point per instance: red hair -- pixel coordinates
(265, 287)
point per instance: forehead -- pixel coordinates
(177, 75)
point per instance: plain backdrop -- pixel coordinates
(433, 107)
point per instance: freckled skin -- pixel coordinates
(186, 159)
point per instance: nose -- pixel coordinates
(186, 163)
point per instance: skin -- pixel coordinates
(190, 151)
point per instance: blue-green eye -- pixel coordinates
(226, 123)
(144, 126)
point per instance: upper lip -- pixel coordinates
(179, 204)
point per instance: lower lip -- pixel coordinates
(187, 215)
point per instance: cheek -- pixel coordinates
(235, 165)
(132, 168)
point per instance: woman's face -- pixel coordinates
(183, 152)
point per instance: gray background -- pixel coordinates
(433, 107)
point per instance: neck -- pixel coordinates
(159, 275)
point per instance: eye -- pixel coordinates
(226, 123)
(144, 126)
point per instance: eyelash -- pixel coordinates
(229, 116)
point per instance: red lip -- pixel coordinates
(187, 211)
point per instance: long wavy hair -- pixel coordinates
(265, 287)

**WHAT IS ASKED**.
Repeat the lines above word for word, starting with the line that contains "point per instance: cheek" and ending with the last line.

**COMPLETE ANSWER**.
point per instance: cheek -- pixel coordinates
(235, 165)
(132, 168)
point per instance: woman's face -- pixel coordinates
(183, 152)
point per instance: gray background -- pixel coordinates
(433, 107)
point per instance: neck -- pixel coordinates
(159, 275)
point per instance: eye -- pixel coordinates
(226, 123)
(144, 126)
point per instance: eyelash -- pixel coordinates
(229, 116)
point per instance: red lip -- pixel coordinates
(187, 211)
point per instance: long wavy hair -- pixel coordinates
(265, 287)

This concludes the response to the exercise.